Render each line of the material below as a Markdown table with the columns "No." and "Text", one numbered row per line and no rows for blank lines. Leave the pictures out.

§

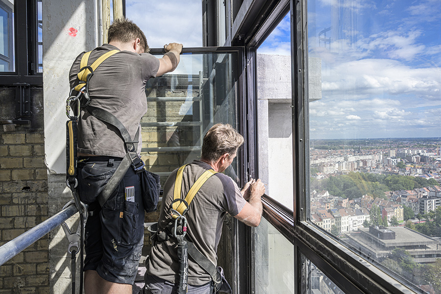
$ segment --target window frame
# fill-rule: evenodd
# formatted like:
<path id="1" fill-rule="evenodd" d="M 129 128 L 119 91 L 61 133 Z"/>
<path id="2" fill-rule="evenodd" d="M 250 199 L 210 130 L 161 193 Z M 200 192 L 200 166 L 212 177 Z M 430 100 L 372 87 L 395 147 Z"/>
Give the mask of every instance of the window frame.
<path id="1" fill-rule="evenodd" d="M 256 146 L 258 130 L 255 101 L 256 49 L 277 26 L 285 15 L 287 2 L 289 3 L 291 17 L 291 60 L 293 181 L 294 197 L 293 211 L 287 209 L 268 196 L 262 197 L 263 217 L 274 226 L 294 247 L 296 294 L 306 293 L 307 281 L 305 258 L 311 261 L 340 289 L 351 294 L 423 293 L 416 287 L 405 284 L 372 264 L 363 256 L 351 250 L 347 245 L 326 234 L 306 221 L 309 213 L 308 191 L 309 176 L 309 108 L 308 91 L 308 47 L 307 0 L 280 0 L 267 2 L 261 9 L 253 7 L 251 11 L 266 11 L 261 15 L 259 24 L 253 23 L 247 27 L 241 27 L 233 33 L 233 44 L 245 39 L 244 45 L 247 58 L 248 90 L 248 162 L 249 173 L 256 174 L 258 167 L 258 151 Z M 256 5 L 259 5 L 257 3 Z M 262 4 L 263 5 L 263 4 Z M 269 8 L 268 7 L 271 7 Z M 283 12 L 285 12 L 284 13 Z M 240 16 L 240 13 L 238 14 Z M 253 19 L 255 15 L 251 14 Z M 237 20 L 235 20 L 235 22 Z M 240 19 L 239 21 L 241 21 Z M 244 23 L 246 22 L 242 21 Z M 258 28 L 255 29 L 257 26 Z M 252 28 L 252 35 L 249 31 Z M 233 29 L 234 26 L 233 25 Z M 239 36 L 245 36 L 239 38 Z M 253 123 L 254 122 L 254 123 Z M 253 234 L 251 231 L 251 234 Z M 252 235 L 251 235 L 252 236 Z M 252 242 L 253 246 L 255 245 Z M 250 250 L 252 258 L 254 247 Z M 252 266 L 250 267 L 253 268 Z M 254 276 L 253 275 L 250 276 Z M 254 281 L 251 291 L 255 290 Z"/>
<path id="2" fill-rule="evenodd" d="M 16 1 L 14 6 L 15 71 L 0 73 L 0 85 L 43 85 L 38 73 L 37 0 Z"/>

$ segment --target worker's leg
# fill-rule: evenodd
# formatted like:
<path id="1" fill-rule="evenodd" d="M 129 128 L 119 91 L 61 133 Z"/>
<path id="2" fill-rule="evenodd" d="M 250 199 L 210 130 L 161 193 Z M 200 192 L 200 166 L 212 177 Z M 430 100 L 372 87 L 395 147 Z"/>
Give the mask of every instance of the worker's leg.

§

TASK RESPONSE:
| No. | Text |
|---|---|
| 1 | $ segment --target window frame |
| 2 | # fill-rule: evenodd |
| 3 | # formatted like: |
| 4 | <path id="1" fill-rule="evenodd" d="M 129 128 L 119 91 L 61 133 Z"/> |
| 5 | <path id="2" fill-rule="evenodd" d="M 250 199 L 210 130 L 161 193 Z M 200 192 L 200 166 L 212 177 Z M 430 100 L 372 87 L 395 147 Z"/> |
| 6 | Give the mask of every instance of the window frame. |
| 7 | <path id="1" fill-rule="evenodd" d="M 256 146 L 258 130 L 255 101 L 256 49 L 277 26 L 285 15 L 287 2 L 289 3 L 291 17 L 291 60 L 293 181 L 294 197 L 293 211 L 287 209 L 268 196 L 262 197 L 263 217 L 274 226 L 294 247 L 296 294 L 306 293 L 307 281 L 305 258 L 311 261 L 340 289 L 351 294 L 423 293 L 416 287 L 405 284 L 372 264 L 363 256 L 351 250 L 347 245 L 326 234 L 306 221 L 309 213 L 308 191 L 309 176 L 309 108 L 308 91 L 308 47 L 307 0 L 280 0 L 267 2 L 261 9 L 253 7 L 251 11 L 266 11 L 261 15 L 259 24 L 253 23 L 247 27 L 241 27 L 233 33 L 233 44 L 245 39 L 244 45 L 247 58 L 248 90 L 248 162 L 249 173 L 256 174 L 258 167 L 258 151 Z M 256 5 L 259 5 L 257 3 Z M 262 4 L 263 5 L 263 4 Z M 269 8 L 268 7 L 271 7 Z M 283 12 L 285 12 L 284 13 Z M 240 16 L 240 13 L 238 14 Z M 253 19 L 255 15 L 251 14 Z M 237 20 L 235 20 L 235 22 Z M 240 19 L 239 21 L 241 21 Z M 244 23 L 246 22 L 242 21 Z M 258 28 L 255 29 L 257 26 Z M 252 28 L 252 35 L 249 31 Z M 233 29 L 234 26 L 233 25 Z M 239 36 L 245 36 L 239 38 Z M 253 123 L 254 122 L 254 123 Z M 253 234 L 251 231 L 251 234 Z M 252 235 L 251 235 L 252 236 Z M 252 242 L 253 246 L 255 245 Z M 250 250 L 252 258 L 254 247 Z M 252 266 L 250 267 L 253 268 Z M 254 276 L 253 275 L 250 276 Z M 254 281 L 251 291 L 255 290 Z"/> |
| 8 | <path id="2" fill-rule="evenodd" d="M 16 1 L 14 6 L 15 71 L 0 73 L 0 85 L 43 85 L 38 73 L 37 0 Z"/> |
| 9 | $ segment --target worker's leg |
| 10 | # fill-rule: evenodd |
| 11 | # formatted like: |
| 12 | <path id="1" fill-rule="evenodd" d="M 129 128 L 119 91 L 61 133 Z"/> |
| 13 | <path id="2" fill-rule="evenodd" d="M 250 199 L 210 130 L 161 193 Z M 200 192 L 200 166 L 212 177 Z M 430 100 L 372 87 L 395 147 Z"/> |
| 14 | Give the mask of every instance of the worker's leg. |